Problem to work on
Copy the records from the line containing "Find the crosier" through the end of the records, swapping "eyeglasses" for "spectacles" and leaving everything else unchanged. Leave the pictures out of your answer.

** START OF Extracted records **

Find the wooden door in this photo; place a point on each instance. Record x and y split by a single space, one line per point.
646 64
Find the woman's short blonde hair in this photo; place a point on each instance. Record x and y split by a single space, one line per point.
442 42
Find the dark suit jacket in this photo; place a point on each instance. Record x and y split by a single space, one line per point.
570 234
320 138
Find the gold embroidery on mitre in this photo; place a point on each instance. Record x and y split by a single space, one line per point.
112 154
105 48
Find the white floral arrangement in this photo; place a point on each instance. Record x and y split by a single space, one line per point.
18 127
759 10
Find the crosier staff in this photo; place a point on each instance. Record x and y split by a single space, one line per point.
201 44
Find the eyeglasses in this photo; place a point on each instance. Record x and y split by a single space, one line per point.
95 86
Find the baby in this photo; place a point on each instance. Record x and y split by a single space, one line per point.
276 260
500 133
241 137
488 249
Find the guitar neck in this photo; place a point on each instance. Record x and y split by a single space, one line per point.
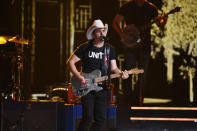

** END OF Extracted records **

Answer for this exercise
Find the crosier staff in this photo; place a point on each instance. Record x and y split by a single space, one line per point.
201 44
Find the spectacles in this photo; place a point on each instance. Record x and y split by a single space, one line per point.
95 86
Find the baby in this photo; place a point on each instance. Record x and y split by a single space, one line per point.
276 260
500 133
241 137
488 249
Find the guitar neck in this photo; place a point on each instance. Record x and y split by a single space, one line per point.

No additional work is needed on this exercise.